• **PROMPT**
Quote exactly the lines running from the line with "Objective — a point for each instance of the beige" to the end of the entries, including both, and nothing else.

"""

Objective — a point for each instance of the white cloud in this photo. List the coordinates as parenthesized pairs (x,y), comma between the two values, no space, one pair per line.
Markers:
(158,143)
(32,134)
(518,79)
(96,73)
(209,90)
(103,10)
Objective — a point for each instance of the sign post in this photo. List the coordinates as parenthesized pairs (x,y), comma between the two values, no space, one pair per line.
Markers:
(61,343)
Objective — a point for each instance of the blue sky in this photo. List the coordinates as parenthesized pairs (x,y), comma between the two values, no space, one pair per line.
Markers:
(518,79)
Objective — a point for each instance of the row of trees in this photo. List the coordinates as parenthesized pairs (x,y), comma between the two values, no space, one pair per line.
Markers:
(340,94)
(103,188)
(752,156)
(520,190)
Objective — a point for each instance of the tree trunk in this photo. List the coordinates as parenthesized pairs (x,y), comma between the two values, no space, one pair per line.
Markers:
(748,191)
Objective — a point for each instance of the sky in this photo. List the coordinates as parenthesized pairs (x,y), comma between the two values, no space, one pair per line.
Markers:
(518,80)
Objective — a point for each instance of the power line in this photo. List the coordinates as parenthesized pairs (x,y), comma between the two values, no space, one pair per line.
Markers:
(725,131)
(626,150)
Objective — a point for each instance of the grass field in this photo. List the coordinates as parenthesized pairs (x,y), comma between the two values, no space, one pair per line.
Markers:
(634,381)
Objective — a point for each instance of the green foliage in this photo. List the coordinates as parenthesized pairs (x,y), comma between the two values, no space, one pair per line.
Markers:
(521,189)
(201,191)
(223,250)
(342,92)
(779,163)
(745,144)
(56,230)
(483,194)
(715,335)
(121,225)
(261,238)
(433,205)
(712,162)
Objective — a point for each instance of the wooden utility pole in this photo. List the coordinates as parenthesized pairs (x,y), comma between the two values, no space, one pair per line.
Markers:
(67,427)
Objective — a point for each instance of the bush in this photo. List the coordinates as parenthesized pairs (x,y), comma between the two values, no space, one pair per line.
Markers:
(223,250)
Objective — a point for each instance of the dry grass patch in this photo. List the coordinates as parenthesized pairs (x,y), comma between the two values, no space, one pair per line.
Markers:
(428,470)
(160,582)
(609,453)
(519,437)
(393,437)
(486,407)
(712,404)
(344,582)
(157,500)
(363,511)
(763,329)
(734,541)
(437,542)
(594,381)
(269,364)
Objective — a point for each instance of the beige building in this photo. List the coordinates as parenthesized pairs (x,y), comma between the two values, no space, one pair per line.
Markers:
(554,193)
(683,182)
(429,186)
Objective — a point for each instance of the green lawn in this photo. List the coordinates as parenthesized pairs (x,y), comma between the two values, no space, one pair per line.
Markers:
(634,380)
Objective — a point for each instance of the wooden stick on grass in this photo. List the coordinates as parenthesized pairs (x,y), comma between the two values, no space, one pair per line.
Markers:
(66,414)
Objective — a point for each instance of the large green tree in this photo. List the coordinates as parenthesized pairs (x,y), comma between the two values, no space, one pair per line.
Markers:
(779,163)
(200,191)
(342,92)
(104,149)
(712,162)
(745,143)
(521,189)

"""

• **WRITTEN SOLUTION**
Objective — a point for each instance of the beige building in this photo. List the coordinates as parenthesized pairs (x,y), comma between the two values, no space, one pair per line.
Markers:
(554,193)
(683,182)
(429,186)
Objective — a point for each instance of the green lawn in this photo. List the coordinates as parenthesized pairs (x,y), comma between the two values, no space, one pair per line.
Markers:
(634,380)
Objective — a point for each instance of the wooden stick on grass in this photo. List the coordinates as parenthesized pairs (x,y), comma between the two values, no space, one pair per line.
Markers:
(66,414)
Objective — a point for each instance of the large green tree in this photo. List the coordinates as parenthesized pairs (x,y), comma between the two values, no space, one pair per line.
Markers:
(779,163)
(200,191)
(342,92)
(104,149)
(712,162)
(745,143)
(521,189)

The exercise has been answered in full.